▶ Source extract:
_ _ _

There are some other possible concerns for sites that switch to https:

Potential reduction in Adsense revenue

If your site makes money from Adsense, you may see a drop in revenue after switching to https. In 2014, when Barry Schwartz switched Search Engine Round table to https he saw a 35% reduction in Adsense revenue.

However, according to Google, this issue has been fixed. In the past, the reduction in Adsense revenue happened because there were a large number of ads that were incompatible with https. Apparently, this is not the case anymore. Google’s documentation on Adsense and SSL no longer contains the line that used to say, “please be aware that because we remove non-SSL compliant ads from the auction, thereby reducing auction pressure, ads on your HTTPS pages might earn less than those on your HTTP pages.”

With that said, however, just recently, in August of 2017, Crunchify saw a 10% reduction in Adsense revenue after making the switch.

If you have an Adsense driven site and you have switched to https I would love for you to leave a comment and let us know whether the switch resulted in a change to your Adsense income.

It is important to note that if you switch from http to https you also need to update your Adsense code or else you’ll get the mixed content issues described above.

 

Potential loss in social shares

It’s not uncommon to see a site lose all of their social share counts when switching to https. That fantastic article that amassed tens of thousands of Facebook likes can reset to zero after an https migration. Rae Dolan, who is really good at SEO, has a great article explaining how she switched to https and then ended up losing all of her social share counts.

Facebook’s documentation explains a workaround for this that involves setting the meta og:url tags to point that the old http url. However, it says that this only works if the old url returns a 200 response. If we’re redirecting http pages to https pages then our “old” pages are going to return a 301, not a 200.

There are many workarounds to help people regain social shares, but from what I can see it’s not a simple process.

As such, if you switch to https, you may end up resetting all of your social shares to zero.

 

A switch to https can possibly cause Google to re-evaluate your site in terms of quality

This is my biggest concern in making an https migration. You won’t see this written about much, but in my experience in reviewing sites that have dropped after switching from http to https, I think that there is great cause for concern for any site that has potential quality issues.

When we switch to https, Google sees this as a site move. This may possibly mean that all pages on the site get a fresh evaluation in terms of quality.

_ _ _

▶ Set tasks:
1. Answer these questions about the https migration concerns:
(a) What reduction in Adsense revenue did Barry Schwartz see in 2014 after switching to https?
(b) What response does the old url have to return for Facebook's workaround to work?
(c) What does Google see a switch to https as?
2. Write the next part of the piece on https migration concerns, starting right after its last sentence.
The lines placed after the text are not needed for any of this.

_ _ _

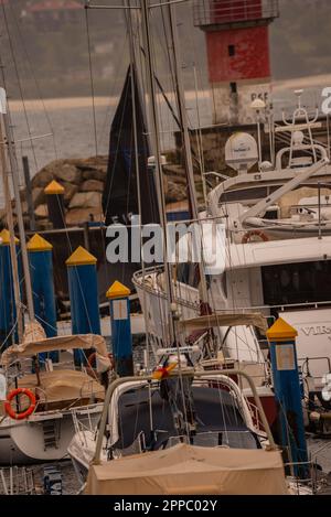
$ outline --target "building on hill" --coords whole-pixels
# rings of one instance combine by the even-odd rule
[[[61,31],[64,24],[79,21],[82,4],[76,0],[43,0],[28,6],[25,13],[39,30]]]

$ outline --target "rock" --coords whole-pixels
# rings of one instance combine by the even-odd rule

_ _ _

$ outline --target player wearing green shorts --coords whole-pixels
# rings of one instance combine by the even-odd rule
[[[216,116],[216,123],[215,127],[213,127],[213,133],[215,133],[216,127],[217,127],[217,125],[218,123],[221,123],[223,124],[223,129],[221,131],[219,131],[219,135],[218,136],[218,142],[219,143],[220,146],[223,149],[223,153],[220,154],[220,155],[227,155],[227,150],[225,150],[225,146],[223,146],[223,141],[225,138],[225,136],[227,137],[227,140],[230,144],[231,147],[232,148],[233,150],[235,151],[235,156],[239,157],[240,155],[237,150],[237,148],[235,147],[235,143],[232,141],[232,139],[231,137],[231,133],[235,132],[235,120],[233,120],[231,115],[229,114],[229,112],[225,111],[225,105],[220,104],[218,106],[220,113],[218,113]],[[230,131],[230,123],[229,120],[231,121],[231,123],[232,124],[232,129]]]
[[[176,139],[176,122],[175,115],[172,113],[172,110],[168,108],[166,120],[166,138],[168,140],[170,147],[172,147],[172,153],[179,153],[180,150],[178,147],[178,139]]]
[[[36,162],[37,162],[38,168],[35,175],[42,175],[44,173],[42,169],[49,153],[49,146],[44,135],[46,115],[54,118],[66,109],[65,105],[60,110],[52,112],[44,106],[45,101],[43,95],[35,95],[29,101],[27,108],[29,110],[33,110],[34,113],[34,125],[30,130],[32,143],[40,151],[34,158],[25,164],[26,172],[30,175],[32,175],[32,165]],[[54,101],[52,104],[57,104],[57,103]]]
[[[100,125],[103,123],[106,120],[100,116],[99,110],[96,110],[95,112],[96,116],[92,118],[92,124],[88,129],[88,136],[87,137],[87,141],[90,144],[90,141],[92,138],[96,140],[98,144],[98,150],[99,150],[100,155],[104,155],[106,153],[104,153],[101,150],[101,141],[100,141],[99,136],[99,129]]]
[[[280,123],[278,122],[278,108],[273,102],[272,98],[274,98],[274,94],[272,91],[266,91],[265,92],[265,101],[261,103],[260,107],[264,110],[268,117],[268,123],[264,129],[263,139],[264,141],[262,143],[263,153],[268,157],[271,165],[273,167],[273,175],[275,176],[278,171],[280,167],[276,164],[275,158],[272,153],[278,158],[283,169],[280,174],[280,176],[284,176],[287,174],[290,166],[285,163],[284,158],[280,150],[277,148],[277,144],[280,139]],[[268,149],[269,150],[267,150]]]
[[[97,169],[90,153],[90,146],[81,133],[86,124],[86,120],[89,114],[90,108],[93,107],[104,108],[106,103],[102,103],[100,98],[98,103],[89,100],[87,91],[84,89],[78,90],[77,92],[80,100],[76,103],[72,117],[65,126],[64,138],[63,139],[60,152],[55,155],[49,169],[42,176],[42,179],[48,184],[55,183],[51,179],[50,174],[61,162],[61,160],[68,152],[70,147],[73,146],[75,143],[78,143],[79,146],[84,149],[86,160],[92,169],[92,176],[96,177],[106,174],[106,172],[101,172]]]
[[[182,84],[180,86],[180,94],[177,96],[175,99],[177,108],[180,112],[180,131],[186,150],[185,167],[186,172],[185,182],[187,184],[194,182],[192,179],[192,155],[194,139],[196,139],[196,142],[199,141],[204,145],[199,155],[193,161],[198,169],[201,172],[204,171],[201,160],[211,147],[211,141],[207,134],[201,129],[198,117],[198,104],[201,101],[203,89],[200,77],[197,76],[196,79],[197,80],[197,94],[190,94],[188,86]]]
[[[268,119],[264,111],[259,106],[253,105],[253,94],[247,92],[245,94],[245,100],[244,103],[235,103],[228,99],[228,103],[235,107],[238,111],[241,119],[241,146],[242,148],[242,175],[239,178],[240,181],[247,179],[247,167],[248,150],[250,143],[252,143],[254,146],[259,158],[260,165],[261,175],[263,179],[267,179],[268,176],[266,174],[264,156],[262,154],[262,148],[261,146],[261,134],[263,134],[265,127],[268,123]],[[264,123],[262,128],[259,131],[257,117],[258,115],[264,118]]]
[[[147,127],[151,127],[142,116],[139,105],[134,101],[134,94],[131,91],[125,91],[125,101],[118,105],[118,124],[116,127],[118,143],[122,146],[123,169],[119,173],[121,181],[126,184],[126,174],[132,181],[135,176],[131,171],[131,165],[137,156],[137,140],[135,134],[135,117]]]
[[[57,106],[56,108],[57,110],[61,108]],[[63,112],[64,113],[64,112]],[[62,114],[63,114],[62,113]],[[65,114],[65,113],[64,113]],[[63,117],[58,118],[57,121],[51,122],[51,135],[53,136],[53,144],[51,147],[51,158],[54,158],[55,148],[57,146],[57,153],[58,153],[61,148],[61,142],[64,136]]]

_ _ _

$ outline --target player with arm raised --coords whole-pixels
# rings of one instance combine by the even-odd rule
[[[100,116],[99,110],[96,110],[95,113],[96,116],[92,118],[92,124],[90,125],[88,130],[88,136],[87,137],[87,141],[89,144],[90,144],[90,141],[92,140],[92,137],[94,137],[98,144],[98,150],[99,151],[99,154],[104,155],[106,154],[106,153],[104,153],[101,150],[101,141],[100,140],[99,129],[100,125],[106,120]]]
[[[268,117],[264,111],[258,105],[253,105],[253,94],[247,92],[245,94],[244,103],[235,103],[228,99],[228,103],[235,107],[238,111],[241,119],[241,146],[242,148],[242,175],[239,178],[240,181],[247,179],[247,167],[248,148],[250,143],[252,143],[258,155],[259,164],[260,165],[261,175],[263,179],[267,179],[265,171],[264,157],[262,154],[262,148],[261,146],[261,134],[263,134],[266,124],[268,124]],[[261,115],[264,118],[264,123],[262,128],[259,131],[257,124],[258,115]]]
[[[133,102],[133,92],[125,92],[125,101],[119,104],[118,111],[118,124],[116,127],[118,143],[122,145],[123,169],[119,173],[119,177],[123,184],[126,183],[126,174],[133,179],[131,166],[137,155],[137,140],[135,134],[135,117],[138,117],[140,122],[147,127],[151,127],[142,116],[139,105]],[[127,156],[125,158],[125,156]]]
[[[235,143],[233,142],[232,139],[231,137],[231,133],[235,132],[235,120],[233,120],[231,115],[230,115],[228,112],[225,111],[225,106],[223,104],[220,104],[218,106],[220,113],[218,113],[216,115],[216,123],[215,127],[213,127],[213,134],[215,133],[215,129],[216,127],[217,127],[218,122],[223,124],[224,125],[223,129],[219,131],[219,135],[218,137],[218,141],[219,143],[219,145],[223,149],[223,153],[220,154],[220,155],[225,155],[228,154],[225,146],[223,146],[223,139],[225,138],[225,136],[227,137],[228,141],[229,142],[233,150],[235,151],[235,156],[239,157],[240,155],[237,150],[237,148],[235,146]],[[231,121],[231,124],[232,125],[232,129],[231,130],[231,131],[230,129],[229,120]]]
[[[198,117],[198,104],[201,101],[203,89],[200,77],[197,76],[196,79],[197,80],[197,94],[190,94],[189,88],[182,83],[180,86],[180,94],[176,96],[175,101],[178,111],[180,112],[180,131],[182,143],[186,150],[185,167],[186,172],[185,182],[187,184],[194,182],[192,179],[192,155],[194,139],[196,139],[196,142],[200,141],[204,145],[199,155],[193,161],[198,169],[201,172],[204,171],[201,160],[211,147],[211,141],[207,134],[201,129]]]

_ _ _

▶ Answers for this exercise:
1.
(a) A 35% reduction.
(b) A 200 response.
(c) A site move.

2.
I would like to share a real life example with you that helps to explain my point. About six months ago I was approached for emergency help for a business that saw their rankings for their main keyword plummet after a switch to https. Other pages were ranking fine, but rankings for any searches containing this keyword were abysmal.  After reviewing the site, it appeared that they had done everything correctly. The redirects were correct. Internal links were correct. Canonicals were correct. I couldn’t find any mistakes that would cause a ranking drop.

Next, I started to review the site for quality issues. When I read the home page it was extremely keyword stuffed. My first thought was, “How on earth was this page ranking for this keyword before?”

I believe that when the switch to https happened, the home page got a new evaluation in the eyes of the keyword stuffing algorithm. I also believe that Google’s quality algorithms are more strict for new pages.

We went to work rewriting this page and were able to cut the keyword use down from more than 200 times to fewer than 20. As the keyword stuffing algorithm is one that reruns each time it evaluates a page, we were hopeful for seeing quick results. We resubmitted the page to the index and within 12 hours it was once again ranking in the first position for their main keyword.

Now, it is possible that the changes we saw were coincidental. It is not uncommon for a site to see a temporary dip in rankings after switching to https. (That dip can last a few days, weeks, or even months if it is a very large site.) However, the fact that the drop seemed to affect just one page for one keyword makes me really think that this was due to Google re-evaluating the page in terms of keyword stuffing.

I believe that this happens for Panda, Penguin and other quality algorithms as well. As such, if you have a site that is potentially on the edge in terms of quality, I think that there is cause for hesitation when considering switching to https.

How would you know if you are “on the edge” in terms of quality?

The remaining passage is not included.